(Beginning of Records for the exercise)
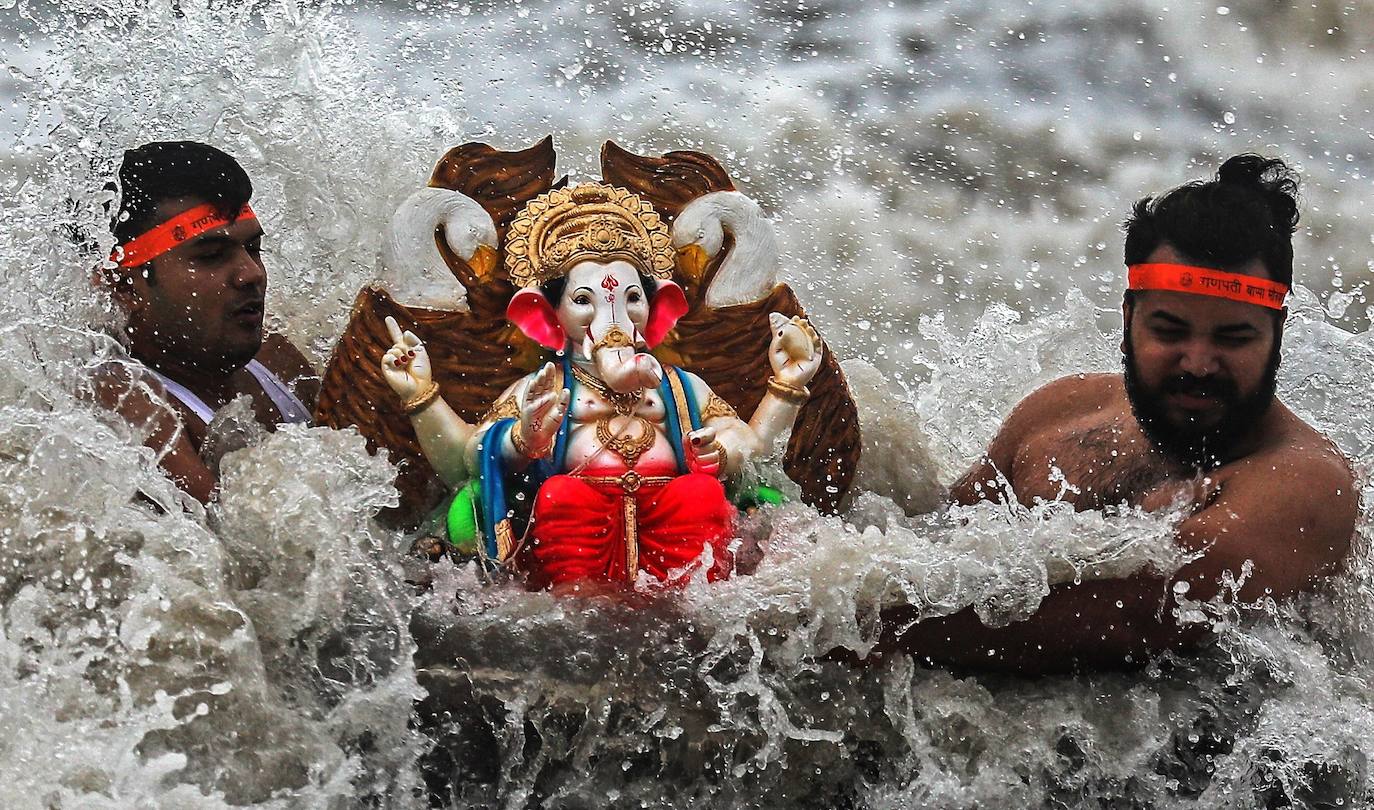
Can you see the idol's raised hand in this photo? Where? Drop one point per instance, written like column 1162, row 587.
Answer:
(End of Records for the exercise)
(Beginning of Records for the exercise)
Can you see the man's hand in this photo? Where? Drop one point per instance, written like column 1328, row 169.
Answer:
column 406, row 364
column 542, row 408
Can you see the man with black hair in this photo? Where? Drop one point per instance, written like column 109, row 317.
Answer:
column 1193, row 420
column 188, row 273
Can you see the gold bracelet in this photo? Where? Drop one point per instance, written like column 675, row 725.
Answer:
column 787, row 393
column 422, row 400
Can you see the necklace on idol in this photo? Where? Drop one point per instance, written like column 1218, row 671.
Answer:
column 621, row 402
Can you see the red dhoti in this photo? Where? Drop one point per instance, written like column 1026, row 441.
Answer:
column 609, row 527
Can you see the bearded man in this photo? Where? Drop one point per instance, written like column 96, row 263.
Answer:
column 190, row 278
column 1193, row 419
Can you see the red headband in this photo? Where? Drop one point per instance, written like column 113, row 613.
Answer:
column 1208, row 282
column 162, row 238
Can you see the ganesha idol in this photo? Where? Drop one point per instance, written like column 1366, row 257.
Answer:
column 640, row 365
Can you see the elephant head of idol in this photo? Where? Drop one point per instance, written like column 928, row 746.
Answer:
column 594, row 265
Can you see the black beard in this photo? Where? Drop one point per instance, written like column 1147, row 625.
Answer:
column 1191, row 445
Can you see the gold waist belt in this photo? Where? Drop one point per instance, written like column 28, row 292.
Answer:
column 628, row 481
(End of Records for the exercise)
(Beginning of Records for the exercise)
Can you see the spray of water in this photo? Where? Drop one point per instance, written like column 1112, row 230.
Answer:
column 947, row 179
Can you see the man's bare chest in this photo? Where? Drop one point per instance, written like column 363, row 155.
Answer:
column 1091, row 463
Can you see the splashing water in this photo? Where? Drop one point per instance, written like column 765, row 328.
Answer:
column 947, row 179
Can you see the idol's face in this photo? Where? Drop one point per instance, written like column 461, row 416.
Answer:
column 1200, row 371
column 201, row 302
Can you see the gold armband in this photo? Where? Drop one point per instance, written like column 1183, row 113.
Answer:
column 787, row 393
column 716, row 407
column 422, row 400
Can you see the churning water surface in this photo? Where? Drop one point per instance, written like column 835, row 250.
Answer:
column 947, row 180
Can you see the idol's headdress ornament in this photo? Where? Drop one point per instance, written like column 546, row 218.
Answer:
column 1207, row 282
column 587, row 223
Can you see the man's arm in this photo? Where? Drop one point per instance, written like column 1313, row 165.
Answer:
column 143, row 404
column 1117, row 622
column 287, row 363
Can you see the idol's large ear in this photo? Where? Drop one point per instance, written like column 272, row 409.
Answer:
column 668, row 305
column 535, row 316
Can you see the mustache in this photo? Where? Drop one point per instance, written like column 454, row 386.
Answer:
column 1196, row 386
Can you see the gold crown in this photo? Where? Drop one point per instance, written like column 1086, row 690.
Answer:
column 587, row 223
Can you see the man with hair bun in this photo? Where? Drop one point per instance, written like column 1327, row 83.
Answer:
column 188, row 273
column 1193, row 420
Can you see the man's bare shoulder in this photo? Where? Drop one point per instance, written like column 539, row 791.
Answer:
(End of Records for the exercise)
▶ Problem to work on: Line count for "black": report how many lines in the data above include it, with no other words.

▶ Task answer: 2